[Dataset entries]
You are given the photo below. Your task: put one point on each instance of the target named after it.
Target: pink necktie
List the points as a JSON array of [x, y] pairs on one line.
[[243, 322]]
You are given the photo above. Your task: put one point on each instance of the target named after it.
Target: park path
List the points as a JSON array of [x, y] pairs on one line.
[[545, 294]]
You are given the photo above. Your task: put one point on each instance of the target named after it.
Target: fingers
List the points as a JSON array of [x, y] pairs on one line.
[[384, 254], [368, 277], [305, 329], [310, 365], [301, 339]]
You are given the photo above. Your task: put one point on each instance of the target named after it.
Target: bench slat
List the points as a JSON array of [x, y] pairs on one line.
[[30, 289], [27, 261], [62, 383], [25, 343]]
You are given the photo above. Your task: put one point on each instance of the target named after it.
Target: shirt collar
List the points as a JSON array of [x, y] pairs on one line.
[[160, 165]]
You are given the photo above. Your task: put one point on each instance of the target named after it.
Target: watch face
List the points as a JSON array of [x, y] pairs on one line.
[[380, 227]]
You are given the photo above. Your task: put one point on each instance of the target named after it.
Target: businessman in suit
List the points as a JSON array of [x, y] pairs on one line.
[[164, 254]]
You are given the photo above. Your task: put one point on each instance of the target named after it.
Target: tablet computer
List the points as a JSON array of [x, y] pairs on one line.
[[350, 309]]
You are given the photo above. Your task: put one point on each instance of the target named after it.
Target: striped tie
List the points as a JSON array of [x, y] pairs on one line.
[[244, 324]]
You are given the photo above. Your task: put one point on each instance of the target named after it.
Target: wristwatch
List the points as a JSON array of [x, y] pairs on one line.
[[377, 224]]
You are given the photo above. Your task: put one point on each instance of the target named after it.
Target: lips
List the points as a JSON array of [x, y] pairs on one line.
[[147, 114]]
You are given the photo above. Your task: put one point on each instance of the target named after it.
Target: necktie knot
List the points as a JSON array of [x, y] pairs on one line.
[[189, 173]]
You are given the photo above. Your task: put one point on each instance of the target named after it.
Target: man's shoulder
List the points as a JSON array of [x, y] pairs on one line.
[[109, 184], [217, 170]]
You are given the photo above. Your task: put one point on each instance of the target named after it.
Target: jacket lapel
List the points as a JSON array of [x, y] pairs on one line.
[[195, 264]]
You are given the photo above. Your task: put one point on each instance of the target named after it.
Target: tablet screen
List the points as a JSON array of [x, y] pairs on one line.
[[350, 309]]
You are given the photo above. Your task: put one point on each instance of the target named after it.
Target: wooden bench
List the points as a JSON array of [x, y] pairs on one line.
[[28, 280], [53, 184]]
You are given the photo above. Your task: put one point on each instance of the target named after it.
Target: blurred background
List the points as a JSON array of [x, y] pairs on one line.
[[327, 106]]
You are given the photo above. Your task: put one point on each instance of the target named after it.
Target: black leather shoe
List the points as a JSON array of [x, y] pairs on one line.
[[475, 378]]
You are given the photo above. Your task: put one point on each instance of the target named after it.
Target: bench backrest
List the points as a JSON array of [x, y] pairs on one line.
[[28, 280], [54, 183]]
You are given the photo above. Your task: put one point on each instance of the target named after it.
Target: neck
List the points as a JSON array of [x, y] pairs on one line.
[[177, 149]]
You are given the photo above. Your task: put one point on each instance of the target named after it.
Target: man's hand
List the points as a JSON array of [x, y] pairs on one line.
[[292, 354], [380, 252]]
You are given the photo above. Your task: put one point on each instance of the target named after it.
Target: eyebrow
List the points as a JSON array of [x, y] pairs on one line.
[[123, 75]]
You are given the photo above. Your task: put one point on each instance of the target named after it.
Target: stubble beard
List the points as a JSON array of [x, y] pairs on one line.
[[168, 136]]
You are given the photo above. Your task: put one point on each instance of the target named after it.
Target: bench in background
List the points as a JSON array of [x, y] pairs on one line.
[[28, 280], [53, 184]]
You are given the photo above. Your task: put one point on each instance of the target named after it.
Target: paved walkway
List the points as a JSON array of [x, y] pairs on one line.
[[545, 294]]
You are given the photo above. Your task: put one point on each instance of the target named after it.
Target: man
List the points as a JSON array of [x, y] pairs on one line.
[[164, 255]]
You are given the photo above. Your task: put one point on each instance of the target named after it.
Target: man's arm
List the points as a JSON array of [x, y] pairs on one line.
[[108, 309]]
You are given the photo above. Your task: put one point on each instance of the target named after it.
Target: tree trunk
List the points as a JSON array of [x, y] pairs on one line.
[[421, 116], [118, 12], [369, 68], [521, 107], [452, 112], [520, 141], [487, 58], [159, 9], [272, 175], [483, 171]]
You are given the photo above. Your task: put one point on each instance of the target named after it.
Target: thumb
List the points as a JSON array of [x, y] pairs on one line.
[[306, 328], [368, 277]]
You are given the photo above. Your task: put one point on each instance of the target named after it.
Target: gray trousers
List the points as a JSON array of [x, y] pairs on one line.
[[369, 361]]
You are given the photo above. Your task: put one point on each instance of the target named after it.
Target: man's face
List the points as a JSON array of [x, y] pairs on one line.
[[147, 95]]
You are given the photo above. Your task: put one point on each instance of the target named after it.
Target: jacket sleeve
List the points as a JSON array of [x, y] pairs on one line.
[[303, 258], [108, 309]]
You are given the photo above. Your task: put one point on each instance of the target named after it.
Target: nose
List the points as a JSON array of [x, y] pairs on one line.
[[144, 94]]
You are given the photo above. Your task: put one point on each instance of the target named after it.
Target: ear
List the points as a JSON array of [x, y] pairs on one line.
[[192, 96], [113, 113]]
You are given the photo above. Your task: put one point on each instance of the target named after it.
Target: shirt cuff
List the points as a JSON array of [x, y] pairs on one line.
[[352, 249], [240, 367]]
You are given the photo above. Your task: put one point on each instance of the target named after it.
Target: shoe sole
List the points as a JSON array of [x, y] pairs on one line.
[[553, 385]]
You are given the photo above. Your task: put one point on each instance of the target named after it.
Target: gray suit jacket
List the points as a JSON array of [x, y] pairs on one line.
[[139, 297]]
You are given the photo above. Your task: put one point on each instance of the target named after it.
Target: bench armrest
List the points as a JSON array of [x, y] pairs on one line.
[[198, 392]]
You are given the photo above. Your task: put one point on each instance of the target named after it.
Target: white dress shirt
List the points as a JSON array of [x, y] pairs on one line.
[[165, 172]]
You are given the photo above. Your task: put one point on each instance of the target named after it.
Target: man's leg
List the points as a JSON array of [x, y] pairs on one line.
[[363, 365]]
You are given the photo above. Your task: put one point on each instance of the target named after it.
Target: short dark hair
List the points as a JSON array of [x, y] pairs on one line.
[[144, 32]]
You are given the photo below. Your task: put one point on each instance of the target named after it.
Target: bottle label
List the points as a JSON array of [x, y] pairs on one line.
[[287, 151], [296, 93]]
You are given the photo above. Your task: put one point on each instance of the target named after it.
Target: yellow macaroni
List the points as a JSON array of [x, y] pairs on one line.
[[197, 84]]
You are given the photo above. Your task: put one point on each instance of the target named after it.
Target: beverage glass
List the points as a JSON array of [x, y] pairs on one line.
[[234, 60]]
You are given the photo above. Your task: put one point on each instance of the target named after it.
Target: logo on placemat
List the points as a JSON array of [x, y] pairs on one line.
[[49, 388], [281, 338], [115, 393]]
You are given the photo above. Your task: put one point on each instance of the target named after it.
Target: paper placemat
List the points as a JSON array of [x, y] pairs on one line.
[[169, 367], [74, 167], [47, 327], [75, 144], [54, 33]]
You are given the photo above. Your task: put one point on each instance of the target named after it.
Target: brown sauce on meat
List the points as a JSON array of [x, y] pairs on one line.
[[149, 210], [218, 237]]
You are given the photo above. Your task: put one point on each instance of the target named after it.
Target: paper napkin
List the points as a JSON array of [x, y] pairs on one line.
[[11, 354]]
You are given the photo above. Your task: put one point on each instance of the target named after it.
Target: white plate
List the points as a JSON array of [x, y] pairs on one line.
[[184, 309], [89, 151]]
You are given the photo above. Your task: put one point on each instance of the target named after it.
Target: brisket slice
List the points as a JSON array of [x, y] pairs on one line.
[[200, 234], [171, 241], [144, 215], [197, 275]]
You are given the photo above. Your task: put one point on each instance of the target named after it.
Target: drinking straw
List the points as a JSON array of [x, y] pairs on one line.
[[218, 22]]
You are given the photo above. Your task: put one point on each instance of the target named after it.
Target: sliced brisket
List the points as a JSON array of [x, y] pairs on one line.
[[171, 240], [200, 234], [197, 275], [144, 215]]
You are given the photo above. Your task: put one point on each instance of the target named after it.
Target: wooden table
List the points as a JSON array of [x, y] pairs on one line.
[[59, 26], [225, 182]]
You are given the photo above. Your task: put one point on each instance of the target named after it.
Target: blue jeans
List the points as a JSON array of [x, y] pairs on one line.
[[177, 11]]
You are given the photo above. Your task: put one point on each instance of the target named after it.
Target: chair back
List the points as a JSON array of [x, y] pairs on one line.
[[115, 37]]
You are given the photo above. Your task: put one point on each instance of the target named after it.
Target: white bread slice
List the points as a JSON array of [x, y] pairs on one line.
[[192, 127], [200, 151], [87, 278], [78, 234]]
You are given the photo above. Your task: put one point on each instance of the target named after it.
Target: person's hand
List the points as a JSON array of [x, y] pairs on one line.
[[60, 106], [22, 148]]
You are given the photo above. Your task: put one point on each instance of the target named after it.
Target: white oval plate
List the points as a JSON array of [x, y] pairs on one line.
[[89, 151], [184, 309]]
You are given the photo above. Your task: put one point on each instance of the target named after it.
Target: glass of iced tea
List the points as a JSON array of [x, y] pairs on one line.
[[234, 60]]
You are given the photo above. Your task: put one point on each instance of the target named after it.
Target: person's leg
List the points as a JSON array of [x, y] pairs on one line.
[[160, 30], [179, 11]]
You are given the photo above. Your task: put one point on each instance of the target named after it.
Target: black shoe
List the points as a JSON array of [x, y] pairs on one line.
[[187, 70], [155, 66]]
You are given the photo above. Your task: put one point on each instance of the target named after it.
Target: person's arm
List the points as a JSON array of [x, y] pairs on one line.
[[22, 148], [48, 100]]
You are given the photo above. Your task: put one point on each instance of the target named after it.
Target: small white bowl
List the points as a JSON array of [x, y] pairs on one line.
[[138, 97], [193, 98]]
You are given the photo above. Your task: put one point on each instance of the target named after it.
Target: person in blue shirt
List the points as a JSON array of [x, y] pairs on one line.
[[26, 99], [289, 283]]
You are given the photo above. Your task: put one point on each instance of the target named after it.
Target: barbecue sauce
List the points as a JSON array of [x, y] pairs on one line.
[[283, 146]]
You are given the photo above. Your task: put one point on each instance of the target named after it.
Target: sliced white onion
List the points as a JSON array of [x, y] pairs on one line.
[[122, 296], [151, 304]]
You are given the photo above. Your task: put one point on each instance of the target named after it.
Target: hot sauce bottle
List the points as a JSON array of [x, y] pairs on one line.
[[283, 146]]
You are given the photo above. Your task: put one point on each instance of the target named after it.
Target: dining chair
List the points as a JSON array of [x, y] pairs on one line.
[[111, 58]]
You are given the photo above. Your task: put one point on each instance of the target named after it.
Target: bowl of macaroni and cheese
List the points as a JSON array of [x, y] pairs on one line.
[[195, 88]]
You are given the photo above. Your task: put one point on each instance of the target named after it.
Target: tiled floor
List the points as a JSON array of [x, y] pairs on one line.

Exercise requirements: Given the records above, reproduce precisely and only the lines between the line holding "Target: white oval plate" and the line holding "Target: small white bowl", inclusive.

Solution to the problem:
Target: white oval plate
List the points as a JSON array of [x, y] pairs on one line.
[[89, 151], [184, 309]]
You are given the photo above. Your task: put one point on each instance of the target named after it.
Target: glass of iced tea
List the points as a JSON array of [x, y] pairs on one line.
[[234, 60]]
You are given the photo above. Your task: put one point on each instance of the target named after it.
Target: person's leg
List the points as a JSON array of [x, y] pairs on one line.
[[160, 30], [179, 11]]
You are given the photo above. Your task: put one point on each instance of the target named after it.
Target: black shoe
List the points as a JSON array of [x, y] pairs on one line.
[[187, 70], [155, 66]]
You are given the photo above. Your task: put one point on each instance of the target named after it.
Target: person's arm
List the points as a JSON array of [x, y] pairs on one line.
[[22, 148], [48, 100]]
You are given the photo above. Your task: put one point on each instance of the target named after it.
Target: small white bowl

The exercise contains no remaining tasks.